• **Tarefas a realizar**:
A. Responda com base no texto sobre o comício do 1.º de Maio:
(i) Quantas horas por semana trabalha o delegado sindical e qual é o seu salário mensal?
(ii) Segundo o texto, a quantas horas semanais podem chegar as semanas de trabalho na indústria metalúrgica?
(iii) Quem foi o último a falar no comício?
B. Prossiga o texto sobre o comício do 1.º de Maio a partir da última frase apresentada.

Mora em Alhos Vedros, filho de pai ferroviário, e esteve dois anos na guerra em Moçambique. Em 1970 foi eleito delegado sindical da Baixa de Lisboa. Trabalha 48 horas por semana (incluindo o sábado) com um salário de 1500 escudos mensais.
Estava nervoso quando começou o seu discurso perante a multidão no Estádio 1.° de Maio. “Talvez não tão nervoso como outros porque já discursei várias vezes para uma Voz do Operário cheia”, confidencia-nos. Dir-nos-á, mais tarde, que enquanto falava e olhava aquelas gentes, “só via quanto o povo sentiu a falta da liberdade”. “Pensei também que o sonho de liberdade e do fim da guerra pois não quero que os meus filhos vão à guerra pode tornar-se realidade.
Estão aqui milhares de pessoas com as mesmas convicções do que eu.” No palanque, Gomes Peres reivindica a semana de 40 horas de trabalho, em cinco dias, exige o salário mínimo nacional, o direito a férias, a diminuição dos impostos e o fim da carestia de vida, dando voz às reivindicações dos trabalhadores. Um estudo recente do extinto Ministério das Corporações revelou que, em média, os portugueses trabalham 48 horas semanais. Na indústria metalúrgica, as semanas de trabalho chegam às 55 horas, se forem contabilizadas as horas extraordinárias.
Os discursos continuaram com os leaders políticos. Primeiro Francisco Pereira de Moura, do Movimento Democrático Português, depois Nuno Teotónio Pereira, pelos católicos progressistas. Segue-se Mário Soares.
“Camaradas, valeu a pena ter sofrido tantos anos para assistir a esta festa”, começa o dirigente do PS. Saudando as Forças Armadas, Álvaro Cunhal e a destruição do “fascismo”, Soares alerta: “O problema central da Nação é o colonial (…) É preciso negociar com os movimentos nacionalistas africanos; e, na base do reconhecimento, o direito à autodeterminação e à independência.” Álvaro Cunhal foi o último a falar no comício e, dele, retivemos esta frase: “As forças populares são uma força imensa, mas precisam, para isso, de estar organizadas.” Afinal, se alguém andasse num zepelim pelos céus de Lisboa, neste dia que gerações vindouras irão assinalar, poderia perguntar-se: “Que força é esta?” “Não foi a primeira vez que ouvi mensagens políticas (houve as campanhas da CDE), mas isto é completamente diferente.

• **Conjunto de itens**:
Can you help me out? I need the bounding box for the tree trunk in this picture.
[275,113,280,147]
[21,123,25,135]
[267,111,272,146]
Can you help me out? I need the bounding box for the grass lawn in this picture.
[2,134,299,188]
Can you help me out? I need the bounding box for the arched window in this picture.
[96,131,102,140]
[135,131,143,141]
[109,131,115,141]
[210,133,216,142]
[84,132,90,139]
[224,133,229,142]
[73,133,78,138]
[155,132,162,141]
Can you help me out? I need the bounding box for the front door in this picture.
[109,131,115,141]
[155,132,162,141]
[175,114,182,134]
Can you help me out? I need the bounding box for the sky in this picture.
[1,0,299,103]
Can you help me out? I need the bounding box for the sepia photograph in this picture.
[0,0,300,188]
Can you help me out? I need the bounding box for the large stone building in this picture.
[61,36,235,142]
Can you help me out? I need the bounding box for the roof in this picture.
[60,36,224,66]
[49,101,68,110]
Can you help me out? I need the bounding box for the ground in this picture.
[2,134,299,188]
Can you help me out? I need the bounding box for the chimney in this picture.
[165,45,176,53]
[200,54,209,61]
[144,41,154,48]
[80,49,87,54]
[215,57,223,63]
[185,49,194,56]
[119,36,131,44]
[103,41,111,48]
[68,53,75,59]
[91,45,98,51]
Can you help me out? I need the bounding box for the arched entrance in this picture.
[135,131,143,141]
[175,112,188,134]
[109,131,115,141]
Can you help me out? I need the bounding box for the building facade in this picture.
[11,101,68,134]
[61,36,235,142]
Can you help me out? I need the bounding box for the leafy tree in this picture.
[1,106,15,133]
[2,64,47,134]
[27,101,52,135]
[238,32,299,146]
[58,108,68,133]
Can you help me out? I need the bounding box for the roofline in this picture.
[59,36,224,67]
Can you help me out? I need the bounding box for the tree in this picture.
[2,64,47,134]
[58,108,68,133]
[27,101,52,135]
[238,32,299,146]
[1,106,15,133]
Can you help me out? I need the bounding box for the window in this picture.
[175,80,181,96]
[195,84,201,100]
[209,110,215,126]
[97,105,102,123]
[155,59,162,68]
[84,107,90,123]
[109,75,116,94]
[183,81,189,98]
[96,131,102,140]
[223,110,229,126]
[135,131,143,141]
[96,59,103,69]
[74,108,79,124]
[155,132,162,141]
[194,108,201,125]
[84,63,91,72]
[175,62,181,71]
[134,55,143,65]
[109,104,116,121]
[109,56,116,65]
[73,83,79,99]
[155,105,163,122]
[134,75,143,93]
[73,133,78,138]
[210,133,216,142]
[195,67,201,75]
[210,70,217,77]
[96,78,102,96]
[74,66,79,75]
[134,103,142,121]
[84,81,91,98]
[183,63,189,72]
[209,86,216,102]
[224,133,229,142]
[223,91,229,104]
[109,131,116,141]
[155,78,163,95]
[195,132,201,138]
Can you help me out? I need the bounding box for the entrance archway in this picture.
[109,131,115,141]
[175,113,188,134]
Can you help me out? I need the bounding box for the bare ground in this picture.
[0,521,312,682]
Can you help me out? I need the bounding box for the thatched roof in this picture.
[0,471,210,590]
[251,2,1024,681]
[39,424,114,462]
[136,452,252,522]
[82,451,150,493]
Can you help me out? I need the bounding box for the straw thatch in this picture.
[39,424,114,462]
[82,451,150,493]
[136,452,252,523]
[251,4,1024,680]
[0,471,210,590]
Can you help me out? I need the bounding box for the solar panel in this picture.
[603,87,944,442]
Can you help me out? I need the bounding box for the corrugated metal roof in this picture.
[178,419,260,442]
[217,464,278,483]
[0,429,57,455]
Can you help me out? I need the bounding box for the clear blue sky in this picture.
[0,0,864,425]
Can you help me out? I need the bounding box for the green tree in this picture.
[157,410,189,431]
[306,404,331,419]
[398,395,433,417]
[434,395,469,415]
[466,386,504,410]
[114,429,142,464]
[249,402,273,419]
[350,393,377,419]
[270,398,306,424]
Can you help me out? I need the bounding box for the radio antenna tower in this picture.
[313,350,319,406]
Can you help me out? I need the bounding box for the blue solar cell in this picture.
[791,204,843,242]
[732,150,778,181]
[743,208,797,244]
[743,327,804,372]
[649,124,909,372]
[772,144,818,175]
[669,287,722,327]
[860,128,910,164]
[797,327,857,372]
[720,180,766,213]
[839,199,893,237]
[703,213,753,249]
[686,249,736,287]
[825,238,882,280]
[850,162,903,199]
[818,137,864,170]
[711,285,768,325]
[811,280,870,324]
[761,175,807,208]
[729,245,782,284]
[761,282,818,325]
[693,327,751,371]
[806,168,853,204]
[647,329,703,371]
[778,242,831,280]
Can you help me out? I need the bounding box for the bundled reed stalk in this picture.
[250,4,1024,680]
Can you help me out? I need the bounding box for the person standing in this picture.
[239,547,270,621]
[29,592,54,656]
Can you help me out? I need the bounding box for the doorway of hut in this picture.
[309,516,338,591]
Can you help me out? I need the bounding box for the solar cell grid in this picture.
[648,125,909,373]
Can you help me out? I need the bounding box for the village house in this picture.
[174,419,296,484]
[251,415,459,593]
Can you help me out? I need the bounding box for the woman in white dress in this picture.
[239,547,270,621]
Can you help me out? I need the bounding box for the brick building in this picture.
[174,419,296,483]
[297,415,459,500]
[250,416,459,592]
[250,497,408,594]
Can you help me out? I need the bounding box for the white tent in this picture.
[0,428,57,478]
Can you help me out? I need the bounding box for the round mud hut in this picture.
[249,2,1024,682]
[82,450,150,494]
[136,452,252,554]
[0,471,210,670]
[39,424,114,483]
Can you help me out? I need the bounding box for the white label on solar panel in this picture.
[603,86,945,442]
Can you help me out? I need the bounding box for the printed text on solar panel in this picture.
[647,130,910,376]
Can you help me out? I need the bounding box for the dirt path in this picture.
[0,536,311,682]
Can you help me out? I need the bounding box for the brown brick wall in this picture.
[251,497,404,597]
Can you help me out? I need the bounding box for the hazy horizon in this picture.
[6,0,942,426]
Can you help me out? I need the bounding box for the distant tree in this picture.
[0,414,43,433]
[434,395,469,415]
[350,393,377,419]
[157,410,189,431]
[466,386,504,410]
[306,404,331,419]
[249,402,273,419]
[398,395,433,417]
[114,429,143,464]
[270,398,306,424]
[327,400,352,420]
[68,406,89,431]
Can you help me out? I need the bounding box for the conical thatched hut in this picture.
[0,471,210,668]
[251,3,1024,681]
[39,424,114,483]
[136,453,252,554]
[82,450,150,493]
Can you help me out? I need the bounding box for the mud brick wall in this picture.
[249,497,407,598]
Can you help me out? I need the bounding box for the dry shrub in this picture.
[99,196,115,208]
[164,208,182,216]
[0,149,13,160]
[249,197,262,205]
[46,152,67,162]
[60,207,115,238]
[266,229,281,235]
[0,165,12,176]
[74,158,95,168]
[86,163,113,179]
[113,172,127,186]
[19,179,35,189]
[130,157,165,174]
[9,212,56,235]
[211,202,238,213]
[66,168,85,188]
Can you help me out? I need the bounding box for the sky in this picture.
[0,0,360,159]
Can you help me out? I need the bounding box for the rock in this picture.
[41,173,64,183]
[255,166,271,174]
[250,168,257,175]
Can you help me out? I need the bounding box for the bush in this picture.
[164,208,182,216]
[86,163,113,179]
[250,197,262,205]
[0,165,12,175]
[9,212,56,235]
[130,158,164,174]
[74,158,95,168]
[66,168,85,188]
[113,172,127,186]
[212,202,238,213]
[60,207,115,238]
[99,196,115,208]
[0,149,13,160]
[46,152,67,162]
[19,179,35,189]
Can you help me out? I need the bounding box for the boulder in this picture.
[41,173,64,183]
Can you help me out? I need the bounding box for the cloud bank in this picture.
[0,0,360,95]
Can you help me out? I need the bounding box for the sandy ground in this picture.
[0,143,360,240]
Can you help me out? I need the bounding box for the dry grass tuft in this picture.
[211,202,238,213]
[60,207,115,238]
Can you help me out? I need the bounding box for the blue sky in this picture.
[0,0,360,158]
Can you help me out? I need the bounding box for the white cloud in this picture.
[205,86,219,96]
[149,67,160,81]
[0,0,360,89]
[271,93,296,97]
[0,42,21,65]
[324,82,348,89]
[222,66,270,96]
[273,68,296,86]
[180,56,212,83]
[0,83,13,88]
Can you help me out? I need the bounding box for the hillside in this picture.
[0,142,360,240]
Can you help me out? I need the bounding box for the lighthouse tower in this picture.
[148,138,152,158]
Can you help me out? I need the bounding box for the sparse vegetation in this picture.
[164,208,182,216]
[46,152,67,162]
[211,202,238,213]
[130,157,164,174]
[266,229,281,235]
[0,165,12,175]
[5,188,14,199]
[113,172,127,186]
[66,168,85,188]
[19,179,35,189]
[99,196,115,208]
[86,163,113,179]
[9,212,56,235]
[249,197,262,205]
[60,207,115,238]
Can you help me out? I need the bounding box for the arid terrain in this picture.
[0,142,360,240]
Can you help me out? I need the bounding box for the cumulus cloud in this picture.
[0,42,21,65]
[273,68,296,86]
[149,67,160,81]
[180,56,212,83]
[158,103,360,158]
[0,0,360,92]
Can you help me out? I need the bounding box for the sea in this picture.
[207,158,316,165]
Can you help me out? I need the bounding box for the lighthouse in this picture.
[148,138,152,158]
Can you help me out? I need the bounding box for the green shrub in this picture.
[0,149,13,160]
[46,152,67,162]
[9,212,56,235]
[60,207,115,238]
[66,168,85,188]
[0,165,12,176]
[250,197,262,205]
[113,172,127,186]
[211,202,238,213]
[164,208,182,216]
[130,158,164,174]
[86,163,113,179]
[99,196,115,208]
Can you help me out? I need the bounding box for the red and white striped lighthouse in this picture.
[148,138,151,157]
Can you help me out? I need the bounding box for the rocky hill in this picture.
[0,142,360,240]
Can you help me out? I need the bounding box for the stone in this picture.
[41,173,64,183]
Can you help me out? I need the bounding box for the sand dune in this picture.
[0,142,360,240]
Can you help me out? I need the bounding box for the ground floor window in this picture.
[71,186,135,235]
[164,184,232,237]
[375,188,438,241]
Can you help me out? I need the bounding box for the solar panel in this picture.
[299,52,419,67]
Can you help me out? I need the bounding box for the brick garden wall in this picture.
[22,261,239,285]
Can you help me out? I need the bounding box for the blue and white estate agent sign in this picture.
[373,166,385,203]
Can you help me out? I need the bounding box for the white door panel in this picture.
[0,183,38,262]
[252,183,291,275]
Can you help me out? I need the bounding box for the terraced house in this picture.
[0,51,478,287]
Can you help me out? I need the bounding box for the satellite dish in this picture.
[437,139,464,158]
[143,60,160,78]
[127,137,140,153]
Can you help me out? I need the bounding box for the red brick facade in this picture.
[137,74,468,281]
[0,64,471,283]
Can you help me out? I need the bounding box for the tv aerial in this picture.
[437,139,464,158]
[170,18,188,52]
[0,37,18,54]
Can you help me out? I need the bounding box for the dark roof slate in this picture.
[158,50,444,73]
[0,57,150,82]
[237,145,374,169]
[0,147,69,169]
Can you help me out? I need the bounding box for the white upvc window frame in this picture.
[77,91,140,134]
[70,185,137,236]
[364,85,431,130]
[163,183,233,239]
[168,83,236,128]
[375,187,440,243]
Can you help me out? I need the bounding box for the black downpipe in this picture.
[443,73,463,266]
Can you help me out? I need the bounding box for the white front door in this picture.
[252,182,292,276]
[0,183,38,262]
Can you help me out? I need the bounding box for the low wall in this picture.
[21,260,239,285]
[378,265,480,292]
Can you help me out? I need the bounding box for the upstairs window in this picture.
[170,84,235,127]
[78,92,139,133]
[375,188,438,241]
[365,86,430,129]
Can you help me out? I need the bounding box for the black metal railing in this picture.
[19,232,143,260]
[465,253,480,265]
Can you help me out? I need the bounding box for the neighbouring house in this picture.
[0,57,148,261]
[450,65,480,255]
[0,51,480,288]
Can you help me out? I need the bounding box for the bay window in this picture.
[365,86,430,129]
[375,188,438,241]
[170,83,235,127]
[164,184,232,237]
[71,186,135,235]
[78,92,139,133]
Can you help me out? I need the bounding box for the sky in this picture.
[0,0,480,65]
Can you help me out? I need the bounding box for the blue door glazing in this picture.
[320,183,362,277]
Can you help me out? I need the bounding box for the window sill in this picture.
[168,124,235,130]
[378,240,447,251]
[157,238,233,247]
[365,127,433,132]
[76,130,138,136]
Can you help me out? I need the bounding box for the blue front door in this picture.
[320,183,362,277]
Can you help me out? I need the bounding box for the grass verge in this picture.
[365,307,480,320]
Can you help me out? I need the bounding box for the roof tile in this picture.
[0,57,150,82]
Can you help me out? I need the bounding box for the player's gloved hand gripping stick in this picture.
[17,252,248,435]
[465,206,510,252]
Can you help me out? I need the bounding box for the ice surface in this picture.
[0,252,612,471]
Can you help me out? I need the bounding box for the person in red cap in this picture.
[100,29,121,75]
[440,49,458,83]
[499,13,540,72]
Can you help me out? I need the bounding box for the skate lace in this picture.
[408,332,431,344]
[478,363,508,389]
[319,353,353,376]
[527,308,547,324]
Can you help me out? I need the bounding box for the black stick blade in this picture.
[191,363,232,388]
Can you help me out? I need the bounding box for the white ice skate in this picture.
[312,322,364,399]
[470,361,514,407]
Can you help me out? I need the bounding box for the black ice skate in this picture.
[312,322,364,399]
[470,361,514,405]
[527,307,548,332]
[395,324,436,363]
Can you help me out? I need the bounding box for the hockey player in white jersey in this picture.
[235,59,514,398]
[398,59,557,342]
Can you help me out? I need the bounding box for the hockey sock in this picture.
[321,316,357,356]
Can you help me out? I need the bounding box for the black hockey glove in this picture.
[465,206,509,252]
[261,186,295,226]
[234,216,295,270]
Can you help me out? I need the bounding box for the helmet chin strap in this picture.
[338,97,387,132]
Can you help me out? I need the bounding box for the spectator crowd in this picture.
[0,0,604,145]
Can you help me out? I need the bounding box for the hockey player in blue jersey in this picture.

• **Respostas**:
A.
(i) Trabalha 48 horas por semana, incluindo o sábado, com um salário de 1500 escudos mensais.
(ii) Podem chegar às 55 horas, se forem contabilizadas as horas extraordinárias.
(iii) Álvaro Cunhal.

B.
É um falar em liberdade, sem alguém por detrás a dizer ‘Não pode falar disto; não pode falar daquilo’.” Quem nos fala assim é Daniel Cabrita, 35 anos, empregado bancário, dois anos preso em Caxias sob a acusação de pertencer ao Partido Comunista.
“O que é que vai resultar daqui, quais as consequências? Isto vai ou não vai?”, interroga-se, a olhar o povo da tribuna.
De fora das celebrações no estádio ficou o grupo político MRPP, que se manifestaria mais tarde, no Rossio. Foi para lá que se deslocaram muitas das pessoas presentes no estádio da FNAT. Na Baixa de Lisboa, a festa durou até de madrugada. Marinheiros e soldados, abraçados aos populares, beberam e cantaram até altas horas. Ou não tivesse sido este o dia para deitar cá para fora tudo o que já não podia mais ser contido.
Cinco dias intensos
Como se preparou o 1.° de Maio e se decidiu sobre quem iria usar da palavra.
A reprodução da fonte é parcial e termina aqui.